* DIRECTION: Only the lines from the one containing "the bird's eye" to the end of the entries should be written out, each exactly as it stands, both ends included.
^^^^^^^^^^^^^^^^
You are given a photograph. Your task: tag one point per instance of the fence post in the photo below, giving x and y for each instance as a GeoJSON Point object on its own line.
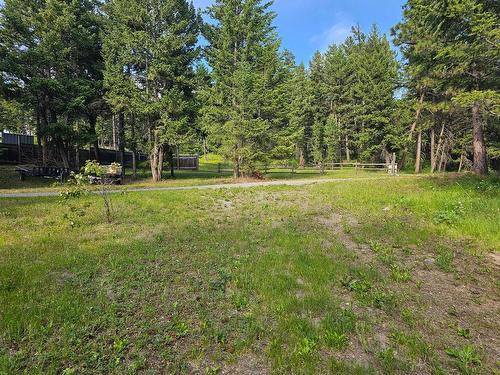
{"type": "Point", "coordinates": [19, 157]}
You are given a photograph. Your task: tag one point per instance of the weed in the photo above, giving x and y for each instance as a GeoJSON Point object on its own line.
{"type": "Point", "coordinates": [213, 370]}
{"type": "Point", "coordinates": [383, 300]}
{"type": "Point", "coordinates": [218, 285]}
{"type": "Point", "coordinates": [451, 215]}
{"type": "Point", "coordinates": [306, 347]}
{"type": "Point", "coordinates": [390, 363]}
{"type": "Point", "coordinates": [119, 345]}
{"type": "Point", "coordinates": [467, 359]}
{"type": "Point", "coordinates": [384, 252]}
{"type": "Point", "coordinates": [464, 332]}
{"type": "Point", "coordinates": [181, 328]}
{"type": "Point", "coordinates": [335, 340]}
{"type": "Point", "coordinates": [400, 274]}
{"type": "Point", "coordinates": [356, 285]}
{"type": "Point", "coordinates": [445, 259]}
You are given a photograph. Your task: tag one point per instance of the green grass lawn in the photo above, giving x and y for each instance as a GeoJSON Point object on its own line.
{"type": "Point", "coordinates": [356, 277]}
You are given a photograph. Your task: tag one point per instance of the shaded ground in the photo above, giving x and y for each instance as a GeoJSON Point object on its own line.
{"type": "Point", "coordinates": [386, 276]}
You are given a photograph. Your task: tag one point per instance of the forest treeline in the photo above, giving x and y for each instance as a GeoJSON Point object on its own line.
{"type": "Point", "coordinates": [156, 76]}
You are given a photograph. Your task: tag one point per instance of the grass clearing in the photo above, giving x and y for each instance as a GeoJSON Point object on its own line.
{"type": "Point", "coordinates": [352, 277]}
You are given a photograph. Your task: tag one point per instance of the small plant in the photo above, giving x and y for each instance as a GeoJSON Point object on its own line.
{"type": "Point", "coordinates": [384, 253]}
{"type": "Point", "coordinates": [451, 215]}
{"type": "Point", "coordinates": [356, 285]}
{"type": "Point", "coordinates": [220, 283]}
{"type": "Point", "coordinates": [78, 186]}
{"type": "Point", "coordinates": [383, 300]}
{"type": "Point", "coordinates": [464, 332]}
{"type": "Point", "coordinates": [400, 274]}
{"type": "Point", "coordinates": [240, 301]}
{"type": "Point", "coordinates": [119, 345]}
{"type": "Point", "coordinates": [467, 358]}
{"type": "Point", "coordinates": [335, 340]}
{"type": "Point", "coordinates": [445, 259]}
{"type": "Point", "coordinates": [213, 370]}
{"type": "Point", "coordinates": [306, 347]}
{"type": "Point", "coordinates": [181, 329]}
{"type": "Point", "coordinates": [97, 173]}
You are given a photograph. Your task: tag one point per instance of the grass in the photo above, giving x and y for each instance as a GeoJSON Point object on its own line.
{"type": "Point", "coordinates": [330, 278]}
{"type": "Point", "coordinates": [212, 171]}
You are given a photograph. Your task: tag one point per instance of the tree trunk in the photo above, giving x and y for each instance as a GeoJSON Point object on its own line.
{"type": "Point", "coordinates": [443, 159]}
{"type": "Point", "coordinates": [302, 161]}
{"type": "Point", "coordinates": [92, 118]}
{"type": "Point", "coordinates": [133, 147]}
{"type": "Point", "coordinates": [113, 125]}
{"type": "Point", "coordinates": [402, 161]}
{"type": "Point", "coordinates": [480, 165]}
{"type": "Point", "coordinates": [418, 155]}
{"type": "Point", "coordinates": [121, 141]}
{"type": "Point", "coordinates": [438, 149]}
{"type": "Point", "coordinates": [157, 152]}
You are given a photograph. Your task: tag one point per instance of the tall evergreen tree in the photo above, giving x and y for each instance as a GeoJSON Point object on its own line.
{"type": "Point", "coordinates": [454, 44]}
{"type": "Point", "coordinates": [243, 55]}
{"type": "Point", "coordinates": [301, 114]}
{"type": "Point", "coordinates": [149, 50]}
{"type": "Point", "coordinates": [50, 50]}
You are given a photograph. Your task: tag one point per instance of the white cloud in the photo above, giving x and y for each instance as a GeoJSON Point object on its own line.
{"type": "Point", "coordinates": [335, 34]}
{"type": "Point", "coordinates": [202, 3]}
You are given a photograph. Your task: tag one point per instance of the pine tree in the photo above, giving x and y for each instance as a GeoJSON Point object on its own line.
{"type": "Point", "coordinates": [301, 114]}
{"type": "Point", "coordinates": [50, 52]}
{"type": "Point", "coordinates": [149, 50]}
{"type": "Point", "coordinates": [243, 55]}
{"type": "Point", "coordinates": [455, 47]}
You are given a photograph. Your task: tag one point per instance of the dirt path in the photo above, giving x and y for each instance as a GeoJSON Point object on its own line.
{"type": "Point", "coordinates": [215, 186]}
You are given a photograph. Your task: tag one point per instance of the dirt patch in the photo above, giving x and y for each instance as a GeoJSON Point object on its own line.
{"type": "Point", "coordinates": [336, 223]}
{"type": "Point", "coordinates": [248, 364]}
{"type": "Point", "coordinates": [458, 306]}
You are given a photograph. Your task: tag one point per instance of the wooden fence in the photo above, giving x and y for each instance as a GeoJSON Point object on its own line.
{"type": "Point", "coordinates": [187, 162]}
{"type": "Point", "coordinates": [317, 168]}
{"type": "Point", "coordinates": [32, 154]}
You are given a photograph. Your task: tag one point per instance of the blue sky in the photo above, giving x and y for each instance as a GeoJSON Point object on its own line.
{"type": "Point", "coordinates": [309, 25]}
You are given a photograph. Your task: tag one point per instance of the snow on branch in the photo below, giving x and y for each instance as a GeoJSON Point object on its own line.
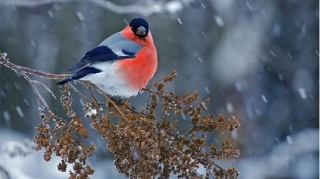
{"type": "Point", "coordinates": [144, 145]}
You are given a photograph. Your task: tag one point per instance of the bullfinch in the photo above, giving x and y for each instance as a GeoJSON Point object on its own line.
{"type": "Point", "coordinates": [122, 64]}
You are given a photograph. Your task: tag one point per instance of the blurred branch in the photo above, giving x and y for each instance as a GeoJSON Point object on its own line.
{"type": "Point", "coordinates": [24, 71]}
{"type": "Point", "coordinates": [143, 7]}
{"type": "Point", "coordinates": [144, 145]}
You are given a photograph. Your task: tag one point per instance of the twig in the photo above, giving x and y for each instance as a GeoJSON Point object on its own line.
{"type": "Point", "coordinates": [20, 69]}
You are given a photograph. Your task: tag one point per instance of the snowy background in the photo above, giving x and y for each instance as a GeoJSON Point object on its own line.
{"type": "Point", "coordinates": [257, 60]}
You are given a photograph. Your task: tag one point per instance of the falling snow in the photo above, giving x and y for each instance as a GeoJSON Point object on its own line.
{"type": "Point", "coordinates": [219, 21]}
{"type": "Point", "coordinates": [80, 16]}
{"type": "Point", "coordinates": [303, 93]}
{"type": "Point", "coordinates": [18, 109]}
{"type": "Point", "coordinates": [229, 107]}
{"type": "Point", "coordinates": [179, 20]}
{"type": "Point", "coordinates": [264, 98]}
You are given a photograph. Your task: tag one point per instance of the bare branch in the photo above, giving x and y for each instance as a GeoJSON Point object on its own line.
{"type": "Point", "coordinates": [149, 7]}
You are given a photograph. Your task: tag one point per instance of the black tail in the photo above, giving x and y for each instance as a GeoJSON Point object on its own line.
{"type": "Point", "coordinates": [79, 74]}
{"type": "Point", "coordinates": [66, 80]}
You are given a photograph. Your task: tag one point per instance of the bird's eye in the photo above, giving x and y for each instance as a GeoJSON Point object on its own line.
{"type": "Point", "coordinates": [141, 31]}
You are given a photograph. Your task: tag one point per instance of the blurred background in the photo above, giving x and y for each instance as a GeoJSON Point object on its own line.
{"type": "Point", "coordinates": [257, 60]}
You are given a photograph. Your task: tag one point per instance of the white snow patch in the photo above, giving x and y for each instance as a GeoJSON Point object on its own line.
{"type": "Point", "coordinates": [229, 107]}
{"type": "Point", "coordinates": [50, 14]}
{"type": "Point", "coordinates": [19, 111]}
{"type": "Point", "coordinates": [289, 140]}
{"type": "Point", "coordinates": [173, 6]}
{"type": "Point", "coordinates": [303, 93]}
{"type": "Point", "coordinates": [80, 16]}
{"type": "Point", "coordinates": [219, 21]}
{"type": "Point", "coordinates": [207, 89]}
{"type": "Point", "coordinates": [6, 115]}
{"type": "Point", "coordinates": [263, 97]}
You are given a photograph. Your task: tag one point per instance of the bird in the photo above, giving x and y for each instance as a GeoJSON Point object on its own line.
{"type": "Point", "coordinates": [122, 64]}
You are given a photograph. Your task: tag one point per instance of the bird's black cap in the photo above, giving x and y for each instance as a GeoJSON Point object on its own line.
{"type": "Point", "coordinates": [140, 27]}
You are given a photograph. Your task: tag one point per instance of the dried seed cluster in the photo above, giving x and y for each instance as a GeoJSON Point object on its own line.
^^^^^^^^^^^^^^^^
* WRITTEN RESPONSE:
You are given a photograph. Your task: tag one point per instance of the bird's eye in the photo above, giving x and y for each instance as a GeoJSON Point object on its own line.
{"type": "Point", "coordinates": [141, 31]}
You are given a photograph. Your task: tag one point per instance of the blurred background in the photo above, giving x and y for each instance as a GeoJSON Point object on its own line.
{"type": "Point", "coordinates": [257, 60]}
You are given a photograph. Your task: tag one point per instance of the white snow patch in the photo above, giving x and y for each instance as a GeoJSON Point object on its own line.
{"type": "Point", "coordinates": [229, 107]}
{"type": "Point", "coordinates": [50, 14]}
{"type": "Point", "coordinates": [19, 111]}
{"type": "Point", "coordinates": [289, 140]}
{"type": "Point", "coordinates": [173, 6]}
{"type": "Point", "coordinates": [303, 93]}
{"type": "Point", "coordinates": [80, 16]}
{"type": "Point", "coordinates": [219, 21]}
{"type": "Point", "coordinates": [207, 89]}
{"type": "Point", "coordinates": [6, 115]}
{"type": "Point", "coordinates": [263, 97]}
You are given a photograph. Your task: tag one point per instance of the bird in the photo above, giving x and y for each instance as a GeoJSON Point object on its own line.
{"type": "Point", "coordinates": [122, 64]}
You are given a photograph. Your task: tag one point per instance of the bird's black cap in the photo above, giving x and y for each instance as a GeoJSON Point object on its own line.
{"type": "Point", "coordinates": [140, 27]}
You are given a photograph. Your task: tag one point per instance of the dried seed cluster in the photo above, giving x and y for each instance as a GeoJSON Point object on its own line.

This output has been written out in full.